GIVEN PASSAGE –
══════

Arrowpoint Capital Corp. v. Arrowpoint Asset Management, LLC, 2014 WL 2123572, No. 10–161 (D. Del. May 20, 2014)
Arrowpoint Capital sued AAM and a number of related Arrowpoint entities (using names like Arrowpoint Partners GP and Arrowpoint Fundamental Opportunity Fund), alleging trademark infringement through defendants’ use of the Arrowpoint name and logo. The court denied a preliminary injunction.
The plaintiff is a holding corporation; its subsidiaries Arrowood Indemnity Company and Arrowood Surplus Lines Insurance Company  provide insurance and related services under the trade name “Arrowpoint Capital.”  As part of its business, it manages assets derived from policy premiums, and alleged that its primary source of income is the investment of its reserves in fixed-income securities, enabling it to meet its financial obligations.  It also allegedly “provided investment management services to an unaffiliated insurer from March 4, 2007, until October 15, 2009,” and marketed its investment management services to other insurers and pension funds.  Plaintiff has registered ARROWPOINT CAPITAL and its design mark for insurance-related products and services.
Meanwhile, defendants provide investment-related services including individual investment management accounts and three separate private investment funds, commonly referred to as “hedge funds.” They manage over $1.5 billion in assets for “high net worth individuals, companies operating primarily for the benefit of wealthy individuals, family foundations, or trusts.”  Defendants allegedly selected their marks after doing a trademark search and having counsel review their availability.
Defendants’ logo
After plaintiff learned about defendants, it applied to register ARROWPOINT CAPITAL for “investment management services”; AAM opposed; and TTAB proceedings are currently suspended because of the pending litigation.
Defendants argued that plaintiff had no rights in investment management services, only insurance. But that’s a question of confusion.  Plaintiff’s rights in insurance related areas were presumptively valid, given the registration, and the marks were inherently distinctive.

══════

Quote the Arrowpoint case summary word for word, from "Arrowpoint Capital sued" up to and including "a preliminary injunction.".

DATA ROWS –
══════

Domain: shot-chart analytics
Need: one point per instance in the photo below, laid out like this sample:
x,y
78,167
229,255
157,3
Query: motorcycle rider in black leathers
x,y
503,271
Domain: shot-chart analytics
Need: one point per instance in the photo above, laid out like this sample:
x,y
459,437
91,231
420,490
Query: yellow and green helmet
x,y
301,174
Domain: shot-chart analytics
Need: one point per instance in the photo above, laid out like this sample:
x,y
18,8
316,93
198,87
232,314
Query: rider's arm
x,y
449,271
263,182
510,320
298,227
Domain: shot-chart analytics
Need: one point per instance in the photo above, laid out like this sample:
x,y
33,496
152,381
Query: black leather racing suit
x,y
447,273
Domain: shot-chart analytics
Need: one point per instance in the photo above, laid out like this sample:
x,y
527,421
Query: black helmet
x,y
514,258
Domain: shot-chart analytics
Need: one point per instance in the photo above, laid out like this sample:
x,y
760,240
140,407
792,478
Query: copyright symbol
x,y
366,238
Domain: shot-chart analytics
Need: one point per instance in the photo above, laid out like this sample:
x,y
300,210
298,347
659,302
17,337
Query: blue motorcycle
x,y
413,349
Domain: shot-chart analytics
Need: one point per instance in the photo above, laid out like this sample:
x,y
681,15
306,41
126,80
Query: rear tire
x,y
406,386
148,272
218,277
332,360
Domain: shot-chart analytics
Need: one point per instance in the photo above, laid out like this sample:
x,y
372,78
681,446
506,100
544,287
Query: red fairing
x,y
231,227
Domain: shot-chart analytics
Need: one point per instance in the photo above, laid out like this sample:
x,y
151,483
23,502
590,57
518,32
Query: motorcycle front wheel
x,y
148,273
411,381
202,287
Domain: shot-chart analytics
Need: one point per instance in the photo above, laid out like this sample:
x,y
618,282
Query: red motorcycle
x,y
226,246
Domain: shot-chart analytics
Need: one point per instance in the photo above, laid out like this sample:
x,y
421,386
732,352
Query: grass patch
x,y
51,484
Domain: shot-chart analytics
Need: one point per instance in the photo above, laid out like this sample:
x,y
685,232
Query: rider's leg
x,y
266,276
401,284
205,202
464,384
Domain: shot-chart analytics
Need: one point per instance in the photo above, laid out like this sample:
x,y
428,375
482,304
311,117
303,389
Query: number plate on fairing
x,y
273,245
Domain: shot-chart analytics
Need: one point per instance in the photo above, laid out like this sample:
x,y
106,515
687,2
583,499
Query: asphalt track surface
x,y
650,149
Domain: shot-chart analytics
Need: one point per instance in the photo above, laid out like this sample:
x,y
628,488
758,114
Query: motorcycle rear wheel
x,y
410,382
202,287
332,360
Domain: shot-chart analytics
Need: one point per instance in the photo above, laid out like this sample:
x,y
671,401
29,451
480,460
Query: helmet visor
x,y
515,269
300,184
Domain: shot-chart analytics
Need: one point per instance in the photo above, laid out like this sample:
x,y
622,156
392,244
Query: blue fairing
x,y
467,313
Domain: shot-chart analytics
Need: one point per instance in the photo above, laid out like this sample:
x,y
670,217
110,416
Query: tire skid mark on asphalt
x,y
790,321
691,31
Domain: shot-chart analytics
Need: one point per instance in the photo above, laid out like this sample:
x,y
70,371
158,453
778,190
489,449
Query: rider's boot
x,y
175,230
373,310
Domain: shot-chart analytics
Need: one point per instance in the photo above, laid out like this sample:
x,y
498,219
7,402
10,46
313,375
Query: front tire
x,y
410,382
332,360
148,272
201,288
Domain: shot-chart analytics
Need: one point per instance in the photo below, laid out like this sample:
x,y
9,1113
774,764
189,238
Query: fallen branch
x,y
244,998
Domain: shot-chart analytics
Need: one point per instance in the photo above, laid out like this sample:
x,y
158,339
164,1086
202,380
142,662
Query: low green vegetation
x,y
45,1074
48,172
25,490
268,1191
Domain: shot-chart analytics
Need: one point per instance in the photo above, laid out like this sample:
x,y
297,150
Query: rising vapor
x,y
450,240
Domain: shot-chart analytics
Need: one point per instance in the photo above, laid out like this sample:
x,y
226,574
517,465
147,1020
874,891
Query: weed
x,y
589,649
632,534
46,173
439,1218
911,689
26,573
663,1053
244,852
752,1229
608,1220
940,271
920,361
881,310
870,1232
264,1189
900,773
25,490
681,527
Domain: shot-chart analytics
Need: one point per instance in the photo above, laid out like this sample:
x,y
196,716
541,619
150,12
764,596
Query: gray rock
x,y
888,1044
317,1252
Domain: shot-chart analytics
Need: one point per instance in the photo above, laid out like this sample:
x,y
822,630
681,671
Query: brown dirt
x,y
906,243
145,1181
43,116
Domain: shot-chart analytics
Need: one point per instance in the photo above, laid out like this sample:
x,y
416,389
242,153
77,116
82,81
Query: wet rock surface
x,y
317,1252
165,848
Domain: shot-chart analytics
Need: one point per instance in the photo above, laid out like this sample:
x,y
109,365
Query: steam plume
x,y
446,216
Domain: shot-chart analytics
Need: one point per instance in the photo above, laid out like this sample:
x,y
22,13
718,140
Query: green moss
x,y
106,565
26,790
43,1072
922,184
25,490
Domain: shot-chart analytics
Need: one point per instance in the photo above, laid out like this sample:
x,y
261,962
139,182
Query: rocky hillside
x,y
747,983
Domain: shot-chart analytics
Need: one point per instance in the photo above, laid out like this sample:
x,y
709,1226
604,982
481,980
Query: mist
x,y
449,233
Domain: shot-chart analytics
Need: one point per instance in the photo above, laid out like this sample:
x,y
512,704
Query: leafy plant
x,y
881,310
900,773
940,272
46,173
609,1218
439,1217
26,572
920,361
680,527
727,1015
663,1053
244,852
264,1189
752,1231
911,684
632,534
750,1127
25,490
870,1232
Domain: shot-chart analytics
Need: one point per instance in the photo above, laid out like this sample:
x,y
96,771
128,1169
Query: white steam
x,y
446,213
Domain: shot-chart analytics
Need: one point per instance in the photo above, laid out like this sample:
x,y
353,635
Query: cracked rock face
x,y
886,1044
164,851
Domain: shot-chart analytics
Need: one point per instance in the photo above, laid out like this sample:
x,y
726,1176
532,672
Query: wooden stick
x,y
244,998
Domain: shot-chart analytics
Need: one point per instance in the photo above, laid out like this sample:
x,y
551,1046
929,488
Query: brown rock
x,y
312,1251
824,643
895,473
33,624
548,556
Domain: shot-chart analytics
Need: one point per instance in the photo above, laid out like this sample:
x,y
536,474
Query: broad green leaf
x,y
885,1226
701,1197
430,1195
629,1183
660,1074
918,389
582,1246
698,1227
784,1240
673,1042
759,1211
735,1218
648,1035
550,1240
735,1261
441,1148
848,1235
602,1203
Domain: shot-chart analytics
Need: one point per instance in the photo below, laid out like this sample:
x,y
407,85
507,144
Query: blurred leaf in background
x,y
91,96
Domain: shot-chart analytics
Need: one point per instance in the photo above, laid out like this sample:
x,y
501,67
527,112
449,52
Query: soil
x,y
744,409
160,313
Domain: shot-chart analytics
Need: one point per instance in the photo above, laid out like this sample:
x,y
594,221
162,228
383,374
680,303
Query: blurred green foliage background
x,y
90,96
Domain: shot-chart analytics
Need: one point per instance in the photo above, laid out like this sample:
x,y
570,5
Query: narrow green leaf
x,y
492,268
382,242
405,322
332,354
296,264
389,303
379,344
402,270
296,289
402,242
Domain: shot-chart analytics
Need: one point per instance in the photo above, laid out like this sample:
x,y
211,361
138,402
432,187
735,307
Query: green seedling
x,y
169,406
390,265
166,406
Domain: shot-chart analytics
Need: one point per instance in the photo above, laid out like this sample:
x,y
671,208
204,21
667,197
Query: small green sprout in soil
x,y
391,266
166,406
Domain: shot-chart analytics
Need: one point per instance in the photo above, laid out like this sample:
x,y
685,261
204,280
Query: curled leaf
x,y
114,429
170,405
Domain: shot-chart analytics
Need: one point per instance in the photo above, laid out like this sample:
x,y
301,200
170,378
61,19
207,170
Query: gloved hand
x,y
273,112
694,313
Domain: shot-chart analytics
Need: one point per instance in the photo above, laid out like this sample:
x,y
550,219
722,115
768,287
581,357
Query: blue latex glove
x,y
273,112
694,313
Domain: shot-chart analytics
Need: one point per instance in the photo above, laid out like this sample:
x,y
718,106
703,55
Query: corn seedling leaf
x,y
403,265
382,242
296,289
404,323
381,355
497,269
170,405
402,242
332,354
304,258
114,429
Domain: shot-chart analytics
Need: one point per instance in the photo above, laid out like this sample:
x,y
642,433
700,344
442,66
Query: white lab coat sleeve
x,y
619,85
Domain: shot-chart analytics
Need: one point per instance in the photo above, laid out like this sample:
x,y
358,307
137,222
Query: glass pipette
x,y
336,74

══════

RESPONSE BELOW –
Arrowpoint Capital sued AAM and a number of related Arrowpoint entities (using names like Arrowpoint Partners GP and Arrowpoint Fundamental Opportunity Fund), alleging trademark infringement through defendants’ use of the Arrowpoint name and logo. The court denied a preliminary injunction.